Segmentation labeling data
:::::

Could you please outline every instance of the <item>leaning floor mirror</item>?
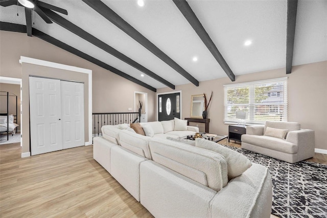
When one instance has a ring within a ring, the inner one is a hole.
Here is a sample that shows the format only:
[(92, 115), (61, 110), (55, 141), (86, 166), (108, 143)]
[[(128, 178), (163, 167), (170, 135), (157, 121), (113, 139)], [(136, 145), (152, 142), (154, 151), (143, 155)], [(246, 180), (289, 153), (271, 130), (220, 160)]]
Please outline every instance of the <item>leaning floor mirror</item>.
[(193, 95), (191, 98), (191, 117), (202, 118), (202, 112), (204, 111), (203, 94)]

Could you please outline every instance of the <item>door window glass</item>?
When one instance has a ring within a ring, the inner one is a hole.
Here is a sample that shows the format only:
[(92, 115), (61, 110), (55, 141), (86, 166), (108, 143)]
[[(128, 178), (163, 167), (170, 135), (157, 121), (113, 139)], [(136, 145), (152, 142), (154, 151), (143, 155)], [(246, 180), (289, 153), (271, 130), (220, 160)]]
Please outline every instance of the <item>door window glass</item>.
[(167, 115), (170, 114), (170, 112), (172, 110), (172, 103), (170, 101), (170, 98), (167, 98), (167, 101), (166, 102), (166, 112), (167, 113)]
[(179, 96), (176, 97), (176, 112), (179, 113)]
[(161, 97), (159, 97), (159, 113), (161, 113), (162, 109), (161, 108)]

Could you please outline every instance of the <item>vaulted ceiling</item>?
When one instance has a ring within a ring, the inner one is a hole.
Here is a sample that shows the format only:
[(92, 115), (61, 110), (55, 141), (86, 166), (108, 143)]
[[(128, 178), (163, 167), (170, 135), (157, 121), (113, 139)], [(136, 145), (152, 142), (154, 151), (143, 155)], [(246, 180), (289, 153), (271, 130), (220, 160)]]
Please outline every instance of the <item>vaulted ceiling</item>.
[(16, 0), (1, 0), (1, 30), (32, 30), (32, 37), (154, 91), (327, 60), (326, 1), (33, 2), (53, 23)]

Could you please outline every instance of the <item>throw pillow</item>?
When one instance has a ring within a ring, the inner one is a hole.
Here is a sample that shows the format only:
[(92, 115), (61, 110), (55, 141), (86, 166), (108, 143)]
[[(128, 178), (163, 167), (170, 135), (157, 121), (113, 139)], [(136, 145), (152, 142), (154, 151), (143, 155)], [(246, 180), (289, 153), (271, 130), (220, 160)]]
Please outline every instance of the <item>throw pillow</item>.
[(219, 144), (206, 139), (195, 139), (195, 146), (209, 150), (222, 155), (227, 162), (228, 180), (238, 177), (252, 166), (252, 163), (246, 157)]
[(170, 137), (167, 137), (167, 139), (175, 142), (181, 142), (182, 143), (187, 144), (190, 145), (195, 146), (195, 141), (194, 140), (190, 140), (189, 139), (183, 139), (180, 138), (172, 138)]
[(132, 128), (135, 133), (138, 134), (142, 135), (143, 136), (145, 136), (145, 134), (144, 133), (144, 130), (143, 130), (143, 128), (142, 126), (141, 126), (139, 123), (131, 123), (130, 124), (131, 128)]
[(154, 132), (150, 125), (144, 125), (142, 126), (142, 128), (143, 128), (146, 136), (152, 137), (154, 135)]
[(288, 129), (281, 129), (279, 128), (271, 128), (267, 127), (264, 136), (271, 136), (272, 137), (278, 138), (279, 139), (285, 139), (287, 133)]
[(174, 131), (186, 131), (188, 130), (188, 121), (181, 120), (180, 119), (174, 118), (175, 127)]

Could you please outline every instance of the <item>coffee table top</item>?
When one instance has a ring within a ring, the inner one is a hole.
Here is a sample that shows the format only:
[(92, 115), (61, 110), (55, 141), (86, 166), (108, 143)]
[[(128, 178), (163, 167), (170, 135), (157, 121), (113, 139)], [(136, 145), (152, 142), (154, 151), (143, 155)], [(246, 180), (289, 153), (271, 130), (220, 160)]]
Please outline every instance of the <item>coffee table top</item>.
[[(200, 134), (202, 136), (203, 138), (206, 138), (208, 140), (212, 141), (214, 142), (218, 142), (223, 139), (227, 138), (228, 136), (225, 136), (223, 135), (217, 135), (213, 133), (200, 133)], [(213, 136), (211, 137), (211, 135)], [(190, 138), (192, 138), (193, 135), (188, 136), (187, 138), (188, 139), (191, 139)]]

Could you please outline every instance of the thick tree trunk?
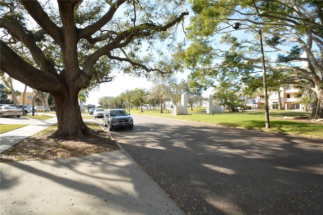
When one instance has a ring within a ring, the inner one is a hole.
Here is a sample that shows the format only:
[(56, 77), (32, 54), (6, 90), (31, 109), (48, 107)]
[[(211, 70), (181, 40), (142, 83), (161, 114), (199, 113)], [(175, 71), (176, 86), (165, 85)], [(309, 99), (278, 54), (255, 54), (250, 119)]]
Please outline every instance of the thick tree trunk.
[(82, 138), (94, 132), (84, 124), (81, 116), (77, 92), (54, 96), (58, 119), (58, 129), (49, 137), (71, 139)]

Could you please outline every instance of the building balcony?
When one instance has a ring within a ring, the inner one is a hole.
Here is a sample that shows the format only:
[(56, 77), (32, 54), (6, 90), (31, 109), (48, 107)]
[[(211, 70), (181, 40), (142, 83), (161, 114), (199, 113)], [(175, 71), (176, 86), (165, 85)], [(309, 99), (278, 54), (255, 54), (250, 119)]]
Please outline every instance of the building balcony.
[(285, 98), (284, 101), (285, 102), (298, 103), (299, 102), (299, 99), (298, 98)]

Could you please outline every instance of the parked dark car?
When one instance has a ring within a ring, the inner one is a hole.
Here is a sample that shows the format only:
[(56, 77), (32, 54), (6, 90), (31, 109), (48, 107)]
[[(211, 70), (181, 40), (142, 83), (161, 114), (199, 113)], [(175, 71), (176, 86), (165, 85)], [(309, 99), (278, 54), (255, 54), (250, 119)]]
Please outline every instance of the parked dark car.
[(107, 127), (109, 131), (113, 131), (119, 128), (133, 128), (133, 120), (124, 109), (110, 109), (105, 112), (103, 119), (103, 125)]
[(0, 106), (0, 117), (15, 116), (20, 117), (23, 115), (22, 111), (13, 106), (3, 105)]

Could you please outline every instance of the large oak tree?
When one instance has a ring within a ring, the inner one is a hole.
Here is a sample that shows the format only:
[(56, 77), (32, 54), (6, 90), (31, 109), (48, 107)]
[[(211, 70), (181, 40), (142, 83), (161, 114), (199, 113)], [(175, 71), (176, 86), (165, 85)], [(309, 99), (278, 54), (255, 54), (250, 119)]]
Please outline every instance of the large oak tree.
[(176, 59), (192, 70), (192, 79), (208, 86), (262, 84), (261, 30), (268, 86), (290, 83), (312, 90), (313, 115), (323, 117), (323, 1), (190, 2), (193, 42)]
[(53, 96), (58, 129), (51, 137), (91, 133), (81, 117), (80, 90), (111, 81), (113, 71), (164, 72), (152, 62), (158, 57), (146, 53), (175, 38), (188, 14), (182, 2), (2, 1), (1, 70)]

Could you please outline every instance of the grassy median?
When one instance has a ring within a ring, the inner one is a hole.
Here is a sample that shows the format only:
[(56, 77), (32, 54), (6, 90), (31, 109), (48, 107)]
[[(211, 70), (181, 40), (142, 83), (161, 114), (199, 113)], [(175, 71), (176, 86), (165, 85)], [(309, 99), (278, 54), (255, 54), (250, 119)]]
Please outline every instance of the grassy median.
[(130, 113), (181, 120), (211, 123), (221, 126), (261, 130), (269, 132), (297, 134), (307, 137), (323, 138), (323, 123), (309, 119), (310, 112), (270, 110), (270, 128), (265, 127), (264, 111), (214, 113), (213, 115), (202, 113), (203, 109), (189, 109), (187, 115), (174, 116), (170, 112), (132, 109)]

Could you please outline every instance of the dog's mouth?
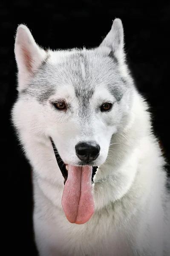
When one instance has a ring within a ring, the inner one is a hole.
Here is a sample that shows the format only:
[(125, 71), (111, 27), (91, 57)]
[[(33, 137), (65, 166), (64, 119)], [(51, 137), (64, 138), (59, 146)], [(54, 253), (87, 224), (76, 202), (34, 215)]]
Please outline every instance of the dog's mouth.
[(65, 164), (51, 138), (58, 166), (64, 178), (61, 204), (68, 220), (71, 223), (84, 224), (95, 211), (92, 183), (96, 166), (88, 164), (78, 166)]
[[(68, 178), (68, 165), (64, 163), (63, 162), (63, 160), (62, 160), (62, 158), (61, 158), (61, 156), (60, 156), (58, 153), (58, 151), (55, 145), (55, 144), (54, 144), (54, 143), (51, 138), (50, 138), (50, 140), (52, 144), (52, 147), (53, 148), (53, 150), (55, 154), (55, 158), (56, 159), (57, 163), (58, 164), (58, 167), (60, 169), (62, 175), (64, 179), (64, 184), (65, 185), (65, 183), (66, 183)], [(91, 163), (89, 163), (88, 165), (92, 166), (92, 183), (93, 183), (94, 176), (95, 176), (96, 173), (98, 166), (93, 166), (92, 162)], [(79, 166), (85, 166), (86, 164), (82, 162), (80, 162), (80, 163), (79, 163)]]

:::::

**What the exercise asks**.
Please copy the data word for word from its start through the line containing "111), (203, 94)]", leaving out the pictures.

**Finished answer**.
Could you please outline every instance of the <item>leaning floor mirror</item>?
When one instance has a ring within a ring, the inner one is a hole.
Here is a sample that shows the format only:
[(92, 115), (61, 110), (55, 141), (86, 166), (108, 143)]
[[(128, 178), (163, 167), (170, 135), (157, 121), (113, 139)], [(136, 145), (152, 142), (154, 151), (143, 155)], [(246, 180), (289, 153), (271, 130), (220, 160)]]
Please outline every instance of the <item>leaning floor mirror</item>.
[(193, 95), (191, 98), (191, 117), (202, 118), (202, 112), (204, 111), (203, 94)]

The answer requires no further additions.